Objectives -
a – Reproduce the CI&T filing below word for word, from "UNITED STATES" down to "name into English)".
b – Answer these questions using the CI&T filing below:
(i) What Commission File Number is listed?
(ii) On what date and at what time will the Annual General Meeting be held?
(iii) For which fiscal year are the financial statements and auditor's report to be approved?
c – Condense the paragraph of the CI&T filing below that begins "Notice is hereby given" into a short list of its main facts.

Text to read -
UNITED STATES
SECURITIES AND EXCHANGE COMMISSION
Washington, D.C. 20549
Form 6-K |
Report Of Foreign Private Issuer
Pursuant To Rule 13a-16 Or 15d-16 Of
The Securities Exchange Act Of 1934
For the month of May 2024
Commission File Number: 001-41035
CI&T Inc
(Exact Name of Registrant as Specified in its Charter)
N/A
(Translation of registrant’s name into English)
Estrada Guiseppina Vianelli De Napoli, 1455 – Bl. C,
pavimento superior, Globaltech,
Campinas – State of São Paulo
(Address of principal executive office))
Indicate by check mark whether the registrant files or will file annual reports under cover of Form 20-F or Form 40-F:
Form 20-F ____X____ | Form 40-F ________ |
CI&T Inc
TABLE OF CONTENTS
ITEM
|
1. Notice of Annual General Meeting of the Company |
2. Form of Proxy Card |
CI&T Inc
(the "Company")
Notice is hereby given that the Company will hold its Annual General Meeting (the "AGM") on June 27, 2024 at 11:00 a.m. (São Paulo time) at the offices of CI&T Software S.A. located at Estrada Giuseppina Vianelli di Napolli, nº 1455, Bloco C, Pavimento Superior - Globaltech, Polo II de Alta Tecnologia, CEP 13086-530, Campinas, São Paulo, Brazil, and virtually at the following link https://ciandt.zoom.us/j/4719622944?pwd=TVkyay9VNzZabEhtdURxS0xDYzBTdz09&omn=890294 67017,
The AGM will be held for the purpose of considering and, if considered fit, passing and approving the following resolution:
1. "As an ordinary resolution, that the Company's financial statements and the auditor's report for the fiscal year ended December 31, 2023 be approved and ratified."

Rows -
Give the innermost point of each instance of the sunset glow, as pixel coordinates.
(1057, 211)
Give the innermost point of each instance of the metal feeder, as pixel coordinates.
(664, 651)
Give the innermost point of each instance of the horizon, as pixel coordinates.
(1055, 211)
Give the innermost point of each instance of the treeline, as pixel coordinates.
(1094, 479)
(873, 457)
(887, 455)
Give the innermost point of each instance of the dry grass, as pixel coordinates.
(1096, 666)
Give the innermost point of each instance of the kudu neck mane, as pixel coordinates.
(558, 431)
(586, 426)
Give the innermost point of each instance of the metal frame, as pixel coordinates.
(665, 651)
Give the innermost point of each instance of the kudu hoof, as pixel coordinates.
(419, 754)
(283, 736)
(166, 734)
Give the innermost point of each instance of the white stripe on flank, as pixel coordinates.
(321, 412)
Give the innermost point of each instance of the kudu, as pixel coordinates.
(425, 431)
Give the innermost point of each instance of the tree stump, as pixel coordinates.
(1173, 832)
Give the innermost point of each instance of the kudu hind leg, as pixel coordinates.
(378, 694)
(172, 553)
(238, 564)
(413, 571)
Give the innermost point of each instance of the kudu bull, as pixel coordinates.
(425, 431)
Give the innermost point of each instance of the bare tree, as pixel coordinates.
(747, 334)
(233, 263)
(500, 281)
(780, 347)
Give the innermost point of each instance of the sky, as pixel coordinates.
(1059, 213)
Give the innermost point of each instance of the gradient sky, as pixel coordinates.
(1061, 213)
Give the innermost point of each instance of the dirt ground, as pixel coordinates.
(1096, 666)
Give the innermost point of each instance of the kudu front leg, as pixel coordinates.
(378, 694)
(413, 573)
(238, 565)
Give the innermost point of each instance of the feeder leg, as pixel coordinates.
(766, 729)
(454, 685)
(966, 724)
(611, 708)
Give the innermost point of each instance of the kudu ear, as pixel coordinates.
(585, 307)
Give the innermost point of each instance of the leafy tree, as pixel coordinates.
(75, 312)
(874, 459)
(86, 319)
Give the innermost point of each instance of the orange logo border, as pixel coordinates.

Expected outputs -
a –
UNITED STATES
SECURITIES AND EXCHANGE COMMISSION
Washington, D.C. 20549
Form 6-K |
Report Of Foreign Private Issuer
Pursuant To Rule 13a-16 Or 15d-16 Of
The Securities Exchange Act Of 1934
For the month of May 2024
Commission File Number: 001-41035
CI&T Inc
(Exact Name of Registrant as Specified in its Charter)
N/A
(Translation of registrant’s name into English)

b –
(i) 001-41035
(ii) June 27, 2024, at 11:00 a.m. (São Paulo time)
(iii) The fiscal year ended December 31, 2023

c –
- Event: the Company's Annual General Meeting (AGM)
- Date and time: June 27, 2024, at 11:00 a.m. (São Paulo time)
- In-person location: the offices of CI&T Software S.A. in Campinas, São Paulo, Brazil
- Virtual attendance: through a Zoom link